Source data: Begin

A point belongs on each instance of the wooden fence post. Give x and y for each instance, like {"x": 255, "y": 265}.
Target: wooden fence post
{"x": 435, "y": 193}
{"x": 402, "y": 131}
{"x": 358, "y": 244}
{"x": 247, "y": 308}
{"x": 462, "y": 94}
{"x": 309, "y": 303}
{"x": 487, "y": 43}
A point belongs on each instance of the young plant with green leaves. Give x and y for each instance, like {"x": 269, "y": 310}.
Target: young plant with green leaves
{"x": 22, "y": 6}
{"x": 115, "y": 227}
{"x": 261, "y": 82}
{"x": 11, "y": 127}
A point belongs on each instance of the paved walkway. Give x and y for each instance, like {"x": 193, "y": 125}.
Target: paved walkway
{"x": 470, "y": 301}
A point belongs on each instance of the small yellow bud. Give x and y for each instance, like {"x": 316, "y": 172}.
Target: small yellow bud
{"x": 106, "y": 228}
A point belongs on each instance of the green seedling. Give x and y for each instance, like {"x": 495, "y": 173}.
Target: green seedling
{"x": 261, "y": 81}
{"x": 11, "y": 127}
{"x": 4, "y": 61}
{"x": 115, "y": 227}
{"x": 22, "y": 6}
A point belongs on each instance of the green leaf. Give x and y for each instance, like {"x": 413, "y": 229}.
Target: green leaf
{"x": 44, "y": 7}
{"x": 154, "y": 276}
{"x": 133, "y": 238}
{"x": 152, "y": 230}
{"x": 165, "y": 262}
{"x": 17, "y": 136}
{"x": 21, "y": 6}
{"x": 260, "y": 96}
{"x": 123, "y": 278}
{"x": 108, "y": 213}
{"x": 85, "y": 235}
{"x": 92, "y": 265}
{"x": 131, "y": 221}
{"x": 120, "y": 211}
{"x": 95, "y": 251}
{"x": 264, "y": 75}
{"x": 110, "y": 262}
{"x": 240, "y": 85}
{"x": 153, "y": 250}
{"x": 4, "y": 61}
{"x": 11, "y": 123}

Source data: End

◆ Instructions to follow ◆
Starting with the first line of the listing, output each line exactly until you have included the one containing "A point belongs on each instance of the green leaf.".

◆ Expected answer ◆
A point belongs on each instance of the wooden fence post. Give x and y for each instance, like {"x": 255, "y": 265}.
Target: wooden fence post
{"x": 435, "y": 193}
{"x": 402, "y": 131}
{"x": 358, "y": 244}
{"x": 247, "y": 308}
{"x": 462, "y": 94}
{"x": 309, "y": 303}
{"x": 487, "y": 43}
A point belongs on each instance of the young plant with green leaves. Give x and y for each instance, like {"x": 269, "y": 310}.
Target: young plant with green leaves
{"x": 22, "y": 6}
{"x": 115, "y": 227}
{"x": 261, "y": 82}
{"x": 11, "y": 127}
A point belongs on each instance of the paved walkway. Give x and y for each instance, like {"x": 193, "y": 125}.
Target: paved walkway
{"x": 470, "y": 301}
A point belongs on each instance of the small yellow bud. Give x and y for each instance, like {"x": 316, "y": 172}.
Target: small yellow bud
{"x": 106, "y": 228}
A point belongs on each instance of the green seedling. Give x and y for each instance, like {"x": 495, "y": 173}.
Target: green seedling
{"x": 261, "y": 81}
{"x": 11, "y": 127}
{"x": 4, "y": 61}
{"x": 115, "y": 227}
{"x": 22, "y": 6}
A point belongs on each instance of the green leaf. Give x and y for each instance, like {"x": 413, "y": 229}.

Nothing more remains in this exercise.